## Given text

All of those conferences claim to have strict review processes.


Introduction

The various computer networks such as the Internet today allow everyone to have many means of communication. However, this access is only possible if the user has an IP address. This condition therefore allows entities that have access to the network flows, to analyze it and thus to retrieve information about particular users.

"IP" stands for Internet Protocol: you can do networking without IP address, like Appletalk. Moreover, there are ways/systems to achieve decent anonymity even against an attacker who has a global view of the network, like pond for example.

Communities have been formed to defend the anonymity of each other and have developed networks whose purported purpose is to enable people to navigate without anyone being able to identify the origin and destination of the communication. These networks therefore seem to be an ideal tool for criminals and terrorists of all kinds, as they can carry out their actions with little trace.

Privacy is a fucking elementary human right. Moreover, if we want to go the bad faith way:

  • Road enable people to transport goods without oversight, making them ideal to transport drugs, weapons and bodies.
  • Butchers are wielding knifes all day long, making it an ideal profession for wannabe murderers.
  • Bar and pubs are loud and anonymous places, making them ideal for conspirations.
  • Libraries are full of horrible books, making them ideal places to radicalise the youth.

## Exercise requirements
a) In the text on network anonymity, what subjects begin the bulleted lines at the end? List each one.
b) According to the text on network anonymity, what does "IP" stand for?
c) Decide whether each statement agrees with the text on network anonymity, and support each answer with a quotation from it.
(i) Appletalk is given as a way to do networking without an IP address.
(ii) Pond is said to give anonymity only against attackers with a local view of the network.
(iii) The conferences are said to claim lax review processes.
Answer from the text on network anonymity alone.

## Given entries

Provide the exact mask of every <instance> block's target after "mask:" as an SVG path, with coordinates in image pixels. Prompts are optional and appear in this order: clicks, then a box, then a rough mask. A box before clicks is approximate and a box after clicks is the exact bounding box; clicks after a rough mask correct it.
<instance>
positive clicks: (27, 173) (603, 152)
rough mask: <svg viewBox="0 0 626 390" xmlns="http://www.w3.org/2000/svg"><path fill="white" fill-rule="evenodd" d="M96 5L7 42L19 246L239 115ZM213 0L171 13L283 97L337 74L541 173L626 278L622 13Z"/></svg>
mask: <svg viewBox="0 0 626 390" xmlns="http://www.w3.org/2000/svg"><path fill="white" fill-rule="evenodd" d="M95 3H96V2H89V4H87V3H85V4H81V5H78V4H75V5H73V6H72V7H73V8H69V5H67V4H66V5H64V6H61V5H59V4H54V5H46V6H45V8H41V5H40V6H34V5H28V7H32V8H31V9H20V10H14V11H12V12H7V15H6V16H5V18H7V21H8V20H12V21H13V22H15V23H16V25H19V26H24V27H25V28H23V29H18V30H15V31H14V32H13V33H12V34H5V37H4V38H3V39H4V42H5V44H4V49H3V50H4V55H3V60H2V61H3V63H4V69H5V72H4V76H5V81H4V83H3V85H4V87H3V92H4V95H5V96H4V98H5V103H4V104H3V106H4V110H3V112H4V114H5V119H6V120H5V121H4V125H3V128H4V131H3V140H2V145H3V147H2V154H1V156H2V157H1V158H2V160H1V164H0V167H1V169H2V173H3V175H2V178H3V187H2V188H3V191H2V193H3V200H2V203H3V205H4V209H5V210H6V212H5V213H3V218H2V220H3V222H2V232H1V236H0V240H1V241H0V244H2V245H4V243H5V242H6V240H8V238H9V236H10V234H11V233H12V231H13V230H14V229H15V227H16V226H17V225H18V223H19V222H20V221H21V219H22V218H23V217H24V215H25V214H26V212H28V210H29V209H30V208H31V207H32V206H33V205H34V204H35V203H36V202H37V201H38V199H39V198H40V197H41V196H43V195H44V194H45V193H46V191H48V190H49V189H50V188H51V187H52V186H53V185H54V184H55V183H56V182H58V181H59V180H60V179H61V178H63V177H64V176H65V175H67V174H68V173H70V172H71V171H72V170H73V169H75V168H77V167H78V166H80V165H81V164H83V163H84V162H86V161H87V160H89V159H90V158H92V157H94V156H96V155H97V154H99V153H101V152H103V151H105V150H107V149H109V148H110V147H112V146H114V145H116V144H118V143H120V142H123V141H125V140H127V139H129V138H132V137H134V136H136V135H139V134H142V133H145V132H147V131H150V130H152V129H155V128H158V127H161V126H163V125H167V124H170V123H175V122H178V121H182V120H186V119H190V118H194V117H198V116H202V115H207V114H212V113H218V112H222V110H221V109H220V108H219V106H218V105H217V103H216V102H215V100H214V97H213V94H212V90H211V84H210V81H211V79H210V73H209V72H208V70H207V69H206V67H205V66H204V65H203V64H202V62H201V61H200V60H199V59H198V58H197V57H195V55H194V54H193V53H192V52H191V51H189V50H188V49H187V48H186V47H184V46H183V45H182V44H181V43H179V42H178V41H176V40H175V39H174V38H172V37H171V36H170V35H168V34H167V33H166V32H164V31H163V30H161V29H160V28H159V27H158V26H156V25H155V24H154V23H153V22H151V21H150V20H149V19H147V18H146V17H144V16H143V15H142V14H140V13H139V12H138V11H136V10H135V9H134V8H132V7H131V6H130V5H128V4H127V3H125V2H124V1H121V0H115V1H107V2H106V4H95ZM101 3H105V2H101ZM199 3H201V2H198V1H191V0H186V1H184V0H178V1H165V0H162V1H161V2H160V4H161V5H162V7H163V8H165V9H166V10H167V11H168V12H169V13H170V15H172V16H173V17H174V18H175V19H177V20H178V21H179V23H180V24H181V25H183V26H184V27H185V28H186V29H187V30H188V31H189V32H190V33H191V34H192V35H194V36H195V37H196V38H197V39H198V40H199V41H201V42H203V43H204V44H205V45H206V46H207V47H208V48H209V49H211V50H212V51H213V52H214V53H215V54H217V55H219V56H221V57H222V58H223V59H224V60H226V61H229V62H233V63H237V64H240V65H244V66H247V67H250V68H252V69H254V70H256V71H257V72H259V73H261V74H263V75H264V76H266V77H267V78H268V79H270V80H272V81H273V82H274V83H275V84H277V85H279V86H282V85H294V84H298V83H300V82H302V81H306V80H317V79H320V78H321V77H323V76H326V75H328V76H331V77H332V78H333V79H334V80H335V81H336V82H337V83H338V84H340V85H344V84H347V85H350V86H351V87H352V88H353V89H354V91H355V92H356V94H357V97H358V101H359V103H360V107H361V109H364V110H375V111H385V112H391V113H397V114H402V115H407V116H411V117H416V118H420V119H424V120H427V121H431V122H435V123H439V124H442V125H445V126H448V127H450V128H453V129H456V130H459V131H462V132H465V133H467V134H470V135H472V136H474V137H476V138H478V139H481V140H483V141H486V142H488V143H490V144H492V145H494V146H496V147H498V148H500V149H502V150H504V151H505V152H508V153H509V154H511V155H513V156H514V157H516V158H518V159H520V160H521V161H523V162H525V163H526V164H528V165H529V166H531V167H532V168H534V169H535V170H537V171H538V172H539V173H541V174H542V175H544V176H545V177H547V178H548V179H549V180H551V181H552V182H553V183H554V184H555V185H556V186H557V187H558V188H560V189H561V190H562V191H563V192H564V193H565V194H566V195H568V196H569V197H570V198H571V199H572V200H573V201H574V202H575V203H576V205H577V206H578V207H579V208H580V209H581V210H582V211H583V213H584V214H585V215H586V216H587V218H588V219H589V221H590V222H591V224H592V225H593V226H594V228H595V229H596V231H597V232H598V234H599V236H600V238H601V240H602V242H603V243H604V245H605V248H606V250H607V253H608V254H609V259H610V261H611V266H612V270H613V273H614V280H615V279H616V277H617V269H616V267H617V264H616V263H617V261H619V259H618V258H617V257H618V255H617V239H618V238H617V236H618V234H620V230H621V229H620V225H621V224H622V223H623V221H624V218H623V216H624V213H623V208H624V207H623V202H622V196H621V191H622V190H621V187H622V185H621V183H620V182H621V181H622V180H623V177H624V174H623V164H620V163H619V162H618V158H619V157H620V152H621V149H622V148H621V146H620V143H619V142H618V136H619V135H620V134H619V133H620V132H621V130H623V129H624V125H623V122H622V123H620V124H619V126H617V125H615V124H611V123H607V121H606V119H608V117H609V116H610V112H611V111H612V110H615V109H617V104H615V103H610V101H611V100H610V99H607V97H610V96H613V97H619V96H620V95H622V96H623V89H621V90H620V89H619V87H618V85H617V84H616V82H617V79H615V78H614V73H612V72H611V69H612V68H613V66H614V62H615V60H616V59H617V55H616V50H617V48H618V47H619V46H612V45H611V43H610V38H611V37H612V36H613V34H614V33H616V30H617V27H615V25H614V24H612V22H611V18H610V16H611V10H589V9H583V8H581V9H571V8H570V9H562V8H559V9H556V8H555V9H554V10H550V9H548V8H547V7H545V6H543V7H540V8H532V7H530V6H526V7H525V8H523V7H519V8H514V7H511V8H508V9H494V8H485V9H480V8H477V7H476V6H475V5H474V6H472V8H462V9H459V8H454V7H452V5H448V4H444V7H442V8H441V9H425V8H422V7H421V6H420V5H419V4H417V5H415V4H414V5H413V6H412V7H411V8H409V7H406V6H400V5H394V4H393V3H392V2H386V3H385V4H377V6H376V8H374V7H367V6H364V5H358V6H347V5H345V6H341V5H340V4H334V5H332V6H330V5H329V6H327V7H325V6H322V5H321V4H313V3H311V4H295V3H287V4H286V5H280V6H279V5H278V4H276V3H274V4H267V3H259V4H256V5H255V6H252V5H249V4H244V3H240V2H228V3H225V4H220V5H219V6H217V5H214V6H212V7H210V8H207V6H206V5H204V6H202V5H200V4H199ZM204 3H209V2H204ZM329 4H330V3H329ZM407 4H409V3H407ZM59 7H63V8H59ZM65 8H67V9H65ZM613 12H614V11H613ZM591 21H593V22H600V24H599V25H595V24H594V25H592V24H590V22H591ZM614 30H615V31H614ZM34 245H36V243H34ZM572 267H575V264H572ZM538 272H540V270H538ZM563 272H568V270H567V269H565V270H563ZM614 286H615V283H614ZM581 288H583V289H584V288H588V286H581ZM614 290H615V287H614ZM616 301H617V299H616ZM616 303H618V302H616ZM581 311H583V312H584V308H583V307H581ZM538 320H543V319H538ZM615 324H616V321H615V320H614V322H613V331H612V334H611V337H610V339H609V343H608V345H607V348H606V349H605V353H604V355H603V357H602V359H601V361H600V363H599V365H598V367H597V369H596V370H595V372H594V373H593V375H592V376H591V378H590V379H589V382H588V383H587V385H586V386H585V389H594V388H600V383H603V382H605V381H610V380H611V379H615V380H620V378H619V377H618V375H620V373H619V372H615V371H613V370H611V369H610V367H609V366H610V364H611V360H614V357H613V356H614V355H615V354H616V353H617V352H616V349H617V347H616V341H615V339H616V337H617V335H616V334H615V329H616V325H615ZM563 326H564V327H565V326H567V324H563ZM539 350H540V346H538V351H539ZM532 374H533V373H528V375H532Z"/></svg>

## Responses by item number
a) Road; Butchers; Bar and pubs; Libraries

b) Internet Protocol

c)
(i) Yes: "you can do networking without IP address, like Appletalk"
(ii) No: "decent anonymity even against an attacker who has a global view of the network, like pond for example"
(iii) No: "All of those conferences claim to have strict review processes."